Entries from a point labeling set
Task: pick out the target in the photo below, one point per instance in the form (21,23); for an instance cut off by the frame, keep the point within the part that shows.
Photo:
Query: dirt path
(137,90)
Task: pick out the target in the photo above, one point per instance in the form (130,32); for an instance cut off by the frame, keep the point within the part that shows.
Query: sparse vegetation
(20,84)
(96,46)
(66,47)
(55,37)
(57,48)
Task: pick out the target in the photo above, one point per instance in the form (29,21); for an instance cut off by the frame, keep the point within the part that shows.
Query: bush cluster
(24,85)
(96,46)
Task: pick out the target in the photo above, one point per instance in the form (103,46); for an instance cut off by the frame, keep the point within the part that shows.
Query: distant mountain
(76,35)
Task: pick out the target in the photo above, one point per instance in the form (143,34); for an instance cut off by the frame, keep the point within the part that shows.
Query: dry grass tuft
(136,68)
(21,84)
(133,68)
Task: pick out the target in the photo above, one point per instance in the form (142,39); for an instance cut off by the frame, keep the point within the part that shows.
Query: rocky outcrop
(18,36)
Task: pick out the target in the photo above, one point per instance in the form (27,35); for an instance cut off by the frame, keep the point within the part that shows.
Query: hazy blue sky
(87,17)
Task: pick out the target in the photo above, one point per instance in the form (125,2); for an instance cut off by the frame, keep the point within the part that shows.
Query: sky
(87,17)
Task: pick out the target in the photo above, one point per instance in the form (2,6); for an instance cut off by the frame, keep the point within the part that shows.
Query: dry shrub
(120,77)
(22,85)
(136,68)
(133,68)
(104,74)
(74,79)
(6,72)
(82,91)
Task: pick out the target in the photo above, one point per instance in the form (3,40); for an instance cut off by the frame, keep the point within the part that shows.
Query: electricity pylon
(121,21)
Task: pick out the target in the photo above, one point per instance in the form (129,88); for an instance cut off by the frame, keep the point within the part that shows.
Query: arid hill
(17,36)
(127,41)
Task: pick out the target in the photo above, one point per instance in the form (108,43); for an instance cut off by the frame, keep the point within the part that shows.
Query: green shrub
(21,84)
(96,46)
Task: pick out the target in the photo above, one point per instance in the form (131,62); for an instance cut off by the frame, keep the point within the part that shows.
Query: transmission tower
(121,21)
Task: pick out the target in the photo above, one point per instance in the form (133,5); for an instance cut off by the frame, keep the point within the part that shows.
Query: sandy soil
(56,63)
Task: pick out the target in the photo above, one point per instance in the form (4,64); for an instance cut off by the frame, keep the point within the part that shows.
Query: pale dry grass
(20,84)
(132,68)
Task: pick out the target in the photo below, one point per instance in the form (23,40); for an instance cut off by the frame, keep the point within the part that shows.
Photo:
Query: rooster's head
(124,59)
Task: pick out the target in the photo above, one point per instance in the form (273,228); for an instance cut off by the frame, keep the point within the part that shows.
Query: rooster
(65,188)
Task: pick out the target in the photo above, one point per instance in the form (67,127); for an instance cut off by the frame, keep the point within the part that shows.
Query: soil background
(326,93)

> **Exercise instructions**
Starting with the line that contains "the form (273,228);" and running through the end of the entries, both ends included, rewrite those lines as a numbered list with blank lines omitted.

> **Expected answer**
1. Task: pick out the target in the photo above, one point per instance in the form (273,228); for an instance cut off by the frame, keep the point within the part that shows.
2. Query: rooster
3. (65,188)
4. Task: pick out the target in the photo above, one point per instance in the form (67,127); for an instance cut off by the frame, keep the point within the part that shows.
5. Query: soil background
6. (326,93)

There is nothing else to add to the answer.